▸ Texto fornecido
*****

O PAPEL DA IGREJA CONTRA O AB0RT0 E NO ACOLHIMENTO DAS MULHERES

por João Marcos Bezerra (@joaomarcosbezera.pr)

Pastor da Igreja Batista Jardim (@jardimigrejabatista), teólogo, marido e pai de meninas

 

Nos últimos anos o debate sobre o aborto tem sido destaque na mídia. Ainda mais nos últimos dias com a discussão sobre a constitucionalidade do Projeto de Lei 1904/2024. Esta proposta visa alterar o Código Penal para equiparar o aborto ao homicídio quando realizado após a 22ª semana de gestão. Para muitos é o PL Antiaborto. Para outros é o PL do Estupro porque pode condenar uma mulher que aborta com mais de 22 semanas a uma pena superior à de um estuprador.

O que é aborto?

“O penalista Heleno Cláudio Fragoso (1986) ensina que ‘o aborto consiste na interrupção da gravidez com a morte do feto’”[1]. Outra definição é que “aborto é a interrupção de uma gravidez resultante da remoção de um feto ou embrião antes de este ter a capacidade de sobreviver fora do útero”[2]. Por fim, a OMS defini que o aborto é a interrupção da gestação antes das 22 semanas completas (154 dias) de gestação[3].

*****

Listagem de dados
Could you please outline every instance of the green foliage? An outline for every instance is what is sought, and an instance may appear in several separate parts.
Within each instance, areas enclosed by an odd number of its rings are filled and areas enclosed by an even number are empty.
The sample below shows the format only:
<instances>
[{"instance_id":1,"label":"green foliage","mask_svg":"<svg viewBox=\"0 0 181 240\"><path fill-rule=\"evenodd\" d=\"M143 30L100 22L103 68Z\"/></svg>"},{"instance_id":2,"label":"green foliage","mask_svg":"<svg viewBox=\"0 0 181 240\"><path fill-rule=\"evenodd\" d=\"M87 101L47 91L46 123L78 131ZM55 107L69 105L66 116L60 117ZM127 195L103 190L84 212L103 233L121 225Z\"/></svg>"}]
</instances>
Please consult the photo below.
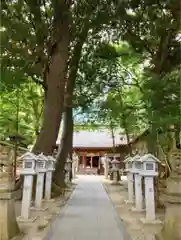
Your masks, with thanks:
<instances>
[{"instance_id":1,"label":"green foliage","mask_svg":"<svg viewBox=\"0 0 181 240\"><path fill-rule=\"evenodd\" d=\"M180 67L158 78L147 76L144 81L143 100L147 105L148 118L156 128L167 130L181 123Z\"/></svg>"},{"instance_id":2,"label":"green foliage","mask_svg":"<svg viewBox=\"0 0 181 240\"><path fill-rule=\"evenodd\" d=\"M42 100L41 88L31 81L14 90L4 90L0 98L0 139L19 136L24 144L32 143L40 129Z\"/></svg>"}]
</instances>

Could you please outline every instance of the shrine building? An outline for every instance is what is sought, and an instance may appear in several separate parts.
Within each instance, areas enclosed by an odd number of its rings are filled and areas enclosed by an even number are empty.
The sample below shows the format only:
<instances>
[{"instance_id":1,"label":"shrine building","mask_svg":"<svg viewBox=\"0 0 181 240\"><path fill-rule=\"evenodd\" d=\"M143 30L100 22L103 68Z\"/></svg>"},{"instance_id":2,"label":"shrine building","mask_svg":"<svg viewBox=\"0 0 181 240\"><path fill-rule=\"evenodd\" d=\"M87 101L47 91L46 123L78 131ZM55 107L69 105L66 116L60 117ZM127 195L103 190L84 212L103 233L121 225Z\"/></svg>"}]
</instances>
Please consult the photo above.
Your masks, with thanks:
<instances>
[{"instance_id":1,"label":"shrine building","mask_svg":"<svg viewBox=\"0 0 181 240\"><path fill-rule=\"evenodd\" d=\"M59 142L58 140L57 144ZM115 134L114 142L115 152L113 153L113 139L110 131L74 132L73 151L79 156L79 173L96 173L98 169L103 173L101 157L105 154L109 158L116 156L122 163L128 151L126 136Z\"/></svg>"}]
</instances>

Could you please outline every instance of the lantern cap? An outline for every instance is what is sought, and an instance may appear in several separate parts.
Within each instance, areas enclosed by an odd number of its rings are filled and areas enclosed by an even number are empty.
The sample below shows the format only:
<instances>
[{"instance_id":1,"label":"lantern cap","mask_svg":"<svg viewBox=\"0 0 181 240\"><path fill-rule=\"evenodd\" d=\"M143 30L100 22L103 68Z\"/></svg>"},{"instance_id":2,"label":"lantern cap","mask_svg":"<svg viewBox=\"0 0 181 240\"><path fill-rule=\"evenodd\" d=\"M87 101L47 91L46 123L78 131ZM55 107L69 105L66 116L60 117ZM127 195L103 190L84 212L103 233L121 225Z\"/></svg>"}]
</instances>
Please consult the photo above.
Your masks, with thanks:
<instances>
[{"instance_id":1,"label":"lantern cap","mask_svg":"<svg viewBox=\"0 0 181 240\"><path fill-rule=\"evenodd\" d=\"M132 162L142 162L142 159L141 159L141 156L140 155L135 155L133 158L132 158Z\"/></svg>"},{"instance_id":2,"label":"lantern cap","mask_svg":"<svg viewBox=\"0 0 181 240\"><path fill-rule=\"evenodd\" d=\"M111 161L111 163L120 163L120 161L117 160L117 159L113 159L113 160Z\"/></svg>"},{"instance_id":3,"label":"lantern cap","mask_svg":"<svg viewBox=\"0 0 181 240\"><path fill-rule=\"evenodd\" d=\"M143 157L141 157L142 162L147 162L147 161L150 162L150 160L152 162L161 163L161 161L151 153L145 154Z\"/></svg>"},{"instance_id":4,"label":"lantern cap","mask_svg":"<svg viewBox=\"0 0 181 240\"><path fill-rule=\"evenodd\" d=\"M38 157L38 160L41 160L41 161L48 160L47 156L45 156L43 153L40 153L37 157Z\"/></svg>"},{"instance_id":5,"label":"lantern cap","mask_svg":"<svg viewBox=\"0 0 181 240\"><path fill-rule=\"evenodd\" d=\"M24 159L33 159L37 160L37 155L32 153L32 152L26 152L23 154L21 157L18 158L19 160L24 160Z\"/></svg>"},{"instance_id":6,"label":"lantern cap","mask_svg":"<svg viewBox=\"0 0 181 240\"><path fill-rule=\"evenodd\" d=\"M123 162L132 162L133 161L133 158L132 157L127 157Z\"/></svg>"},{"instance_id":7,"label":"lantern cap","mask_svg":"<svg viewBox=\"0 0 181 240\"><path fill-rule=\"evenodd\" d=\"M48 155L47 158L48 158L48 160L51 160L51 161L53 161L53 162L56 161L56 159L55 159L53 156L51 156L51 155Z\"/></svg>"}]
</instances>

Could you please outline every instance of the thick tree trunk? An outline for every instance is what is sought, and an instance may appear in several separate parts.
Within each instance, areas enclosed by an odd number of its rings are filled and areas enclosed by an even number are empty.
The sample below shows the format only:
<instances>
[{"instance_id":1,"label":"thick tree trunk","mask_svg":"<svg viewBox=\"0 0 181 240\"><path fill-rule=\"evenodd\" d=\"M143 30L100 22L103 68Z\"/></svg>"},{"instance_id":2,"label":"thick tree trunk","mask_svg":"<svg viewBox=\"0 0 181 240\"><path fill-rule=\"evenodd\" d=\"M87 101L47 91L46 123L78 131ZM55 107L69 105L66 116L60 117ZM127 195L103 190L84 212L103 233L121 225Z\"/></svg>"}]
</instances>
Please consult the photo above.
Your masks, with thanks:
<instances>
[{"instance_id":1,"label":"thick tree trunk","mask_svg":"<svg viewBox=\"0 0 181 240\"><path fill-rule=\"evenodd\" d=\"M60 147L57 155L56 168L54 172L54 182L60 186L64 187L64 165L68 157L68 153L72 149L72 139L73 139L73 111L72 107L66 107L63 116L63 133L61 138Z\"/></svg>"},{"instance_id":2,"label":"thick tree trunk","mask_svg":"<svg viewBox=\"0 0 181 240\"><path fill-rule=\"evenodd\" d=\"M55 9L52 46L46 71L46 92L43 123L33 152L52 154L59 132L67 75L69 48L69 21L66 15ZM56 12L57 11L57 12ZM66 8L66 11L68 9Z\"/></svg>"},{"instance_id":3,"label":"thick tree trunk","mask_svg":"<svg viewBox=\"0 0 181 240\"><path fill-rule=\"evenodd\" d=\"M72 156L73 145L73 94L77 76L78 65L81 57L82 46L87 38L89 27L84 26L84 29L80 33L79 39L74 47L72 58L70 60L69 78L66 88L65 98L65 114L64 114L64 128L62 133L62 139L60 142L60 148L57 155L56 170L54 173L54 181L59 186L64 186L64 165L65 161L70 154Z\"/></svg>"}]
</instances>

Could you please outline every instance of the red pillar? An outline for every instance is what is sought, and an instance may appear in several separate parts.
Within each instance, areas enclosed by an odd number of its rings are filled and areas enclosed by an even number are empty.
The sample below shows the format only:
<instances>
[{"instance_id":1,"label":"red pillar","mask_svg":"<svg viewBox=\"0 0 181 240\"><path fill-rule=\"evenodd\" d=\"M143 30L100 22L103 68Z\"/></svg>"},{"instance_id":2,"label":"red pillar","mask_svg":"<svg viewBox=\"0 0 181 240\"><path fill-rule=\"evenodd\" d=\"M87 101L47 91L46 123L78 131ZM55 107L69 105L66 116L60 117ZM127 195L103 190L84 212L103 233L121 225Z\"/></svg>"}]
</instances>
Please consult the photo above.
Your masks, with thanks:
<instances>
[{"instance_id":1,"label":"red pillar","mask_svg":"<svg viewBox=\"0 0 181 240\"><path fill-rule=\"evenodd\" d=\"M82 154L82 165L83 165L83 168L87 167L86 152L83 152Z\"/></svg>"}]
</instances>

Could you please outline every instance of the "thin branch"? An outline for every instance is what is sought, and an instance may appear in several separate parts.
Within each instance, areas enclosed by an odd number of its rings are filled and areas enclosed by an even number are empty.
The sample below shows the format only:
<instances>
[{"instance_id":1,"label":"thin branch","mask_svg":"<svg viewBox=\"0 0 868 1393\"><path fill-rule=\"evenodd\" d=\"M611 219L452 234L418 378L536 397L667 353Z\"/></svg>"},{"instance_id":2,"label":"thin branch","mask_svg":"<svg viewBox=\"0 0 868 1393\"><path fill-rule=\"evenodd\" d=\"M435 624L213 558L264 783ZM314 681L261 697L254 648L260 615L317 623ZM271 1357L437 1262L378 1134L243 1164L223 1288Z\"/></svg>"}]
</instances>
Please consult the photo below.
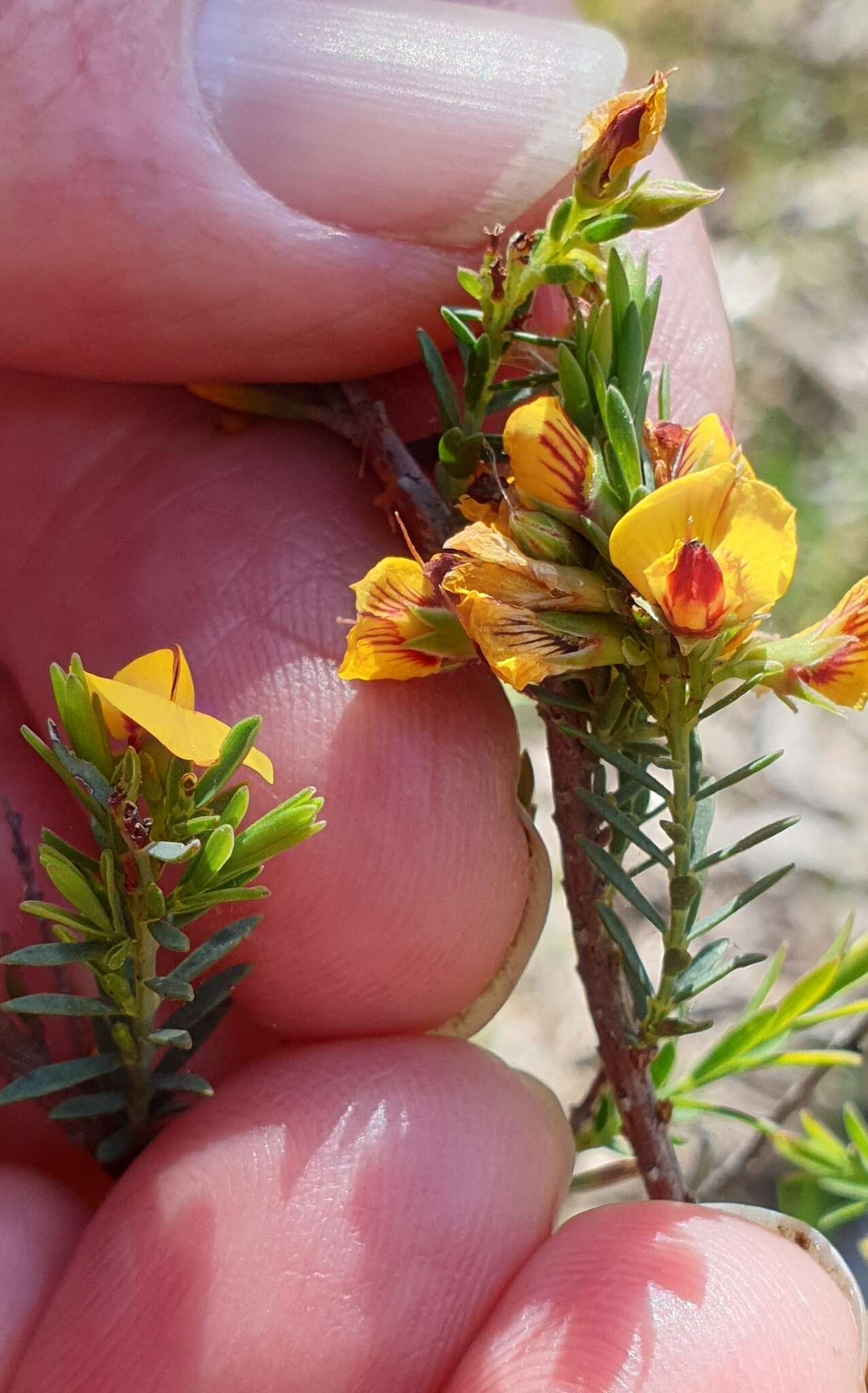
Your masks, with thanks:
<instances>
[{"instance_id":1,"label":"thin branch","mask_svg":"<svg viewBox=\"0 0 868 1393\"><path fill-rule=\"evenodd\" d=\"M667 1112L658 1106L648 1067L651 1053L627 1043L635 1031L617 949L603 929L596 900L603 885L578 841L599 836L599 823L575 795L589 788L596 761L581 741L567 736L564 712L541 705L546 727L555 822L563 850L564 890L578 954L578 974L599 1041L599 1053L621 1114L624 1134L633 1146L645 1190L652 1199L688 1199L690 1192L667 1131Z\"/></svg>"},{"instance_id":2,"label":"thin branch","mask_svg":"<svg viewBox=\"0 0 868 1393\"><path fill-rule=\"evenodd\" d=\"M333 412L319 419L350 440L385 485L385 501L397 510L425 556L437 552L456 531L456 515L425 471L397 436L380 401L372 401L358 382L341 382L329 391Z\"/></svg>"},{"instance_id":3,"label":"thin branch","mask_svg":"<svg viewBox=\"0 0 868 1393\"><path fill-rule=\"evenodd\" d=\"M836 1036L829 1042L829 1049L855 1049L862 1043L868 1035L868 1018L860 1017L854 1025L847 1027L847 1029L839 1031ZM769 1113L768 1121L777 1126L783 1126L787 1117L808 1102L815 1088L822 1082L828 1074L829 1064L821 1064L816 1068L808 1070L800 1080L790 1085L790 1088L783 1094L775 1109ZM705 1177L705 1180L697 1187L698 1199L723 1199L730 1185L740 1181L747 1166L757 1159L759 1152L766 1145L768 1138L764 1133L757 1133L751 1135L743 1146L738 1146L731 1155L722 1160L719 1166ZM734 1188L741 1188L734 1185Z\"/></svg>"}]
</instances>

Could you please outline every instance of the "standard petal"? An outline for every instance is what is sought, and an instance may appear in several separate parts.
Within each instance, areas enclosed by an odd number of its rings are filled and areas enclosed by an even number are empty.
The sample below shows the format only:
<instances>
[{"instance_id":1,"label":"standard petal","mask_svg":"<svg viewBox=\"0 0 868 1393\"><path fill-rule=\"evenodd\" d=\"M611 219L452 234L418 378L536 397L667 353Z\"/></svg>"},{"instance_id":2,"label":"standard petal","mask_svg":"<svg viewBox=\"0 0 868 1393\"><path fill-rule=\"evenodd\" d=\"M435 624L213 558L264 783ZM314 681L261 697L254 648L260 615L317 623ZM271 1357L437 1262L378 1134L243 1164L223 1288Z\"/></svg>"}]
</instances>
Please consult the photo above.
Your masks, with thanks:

*****

▸ As tarefas
1) Enumere todas as qualificações que o texto sobre o papel da igreja contra o aborto atribui a João Marcos Bezerra.
2) Reescreva o trecho do texto sobre o papel da igreja contra o aborto que começa em "Nos últimos anos" e segue até "de um estuprador.", trocando "homicídio" por "assassinato".
3) Prossiga com o texto sobre o papel da igreja contra o aborto a partir do ponto em que ele para.

▸ Respostas do exercício
1) Pastor da Igreja Batista Jardim, teólogo, marido e pai de meninas.

2)
Nos últimos anos o debate sobre o aborto tem sido destaque na mídia. Ainda mais nos últimos dias com a discussão sobre a constitucionalidade do Projeto de Lei 1904/2024. Esta proposta visa alterar o Código Penal para equiparar o aborto ao assassinato quando realizado após a 22ª semana de gestão. Para muitos é o PL Antiaborto. Para outros é o PL do Estupro porque pode condenar uma mulher que aborta com mais de 22 semanas a uma pena superior à de um estuprador.

3)
Neste debate entra em cena a Bíblia, que é usada por muitos defensores como base dos argumentos antiabortistas. Mas, afinal de contas, o que as Escrituras Sagradas falam sobre aborto?

É importante reforçar que este assunto é complexo e precisa ser tratado com muito cuidado, pois estamos tratando de vidas: do bebê e da mãe. Por isso, vamos abordar com muita misericórdia, graça e amor, buscando apoiar a argumentação na Palavra de Deus.

De forma direta a Bíblia não fala sobre o tema. Até existem alguns textos com as expressões: “cabras que nunca abortaram...” (Gênesis 31.38); “suas vacas dão crias e não abortam” (Jó 21.10); “não haverá praga alguma nem aborto” (Salmos 144.14). Em sua angústia Jó amaldiçoou o dia em que nasceu e perguntou: “Por que não me sepultaram como uma criança que nasceu morta [abortada], como um bebê que nunca viu a luz?” (Jó 3.16).

Mesmo não abordando o tema diretamente, a Palavra de Deus nos dá alguns princípios que podemos usar sobre o assunto.

 

Que é o homem, para que te lembres dele? E o filho do homem, para que o visites?

Tu o fizeste um pouco menor que os anjos e o coroaste de glória e honra.

Deste-lhe domínio sobre as obras das tuas mãos; tudo puseste debaixo de seus pés. (Salmo 8.4-6)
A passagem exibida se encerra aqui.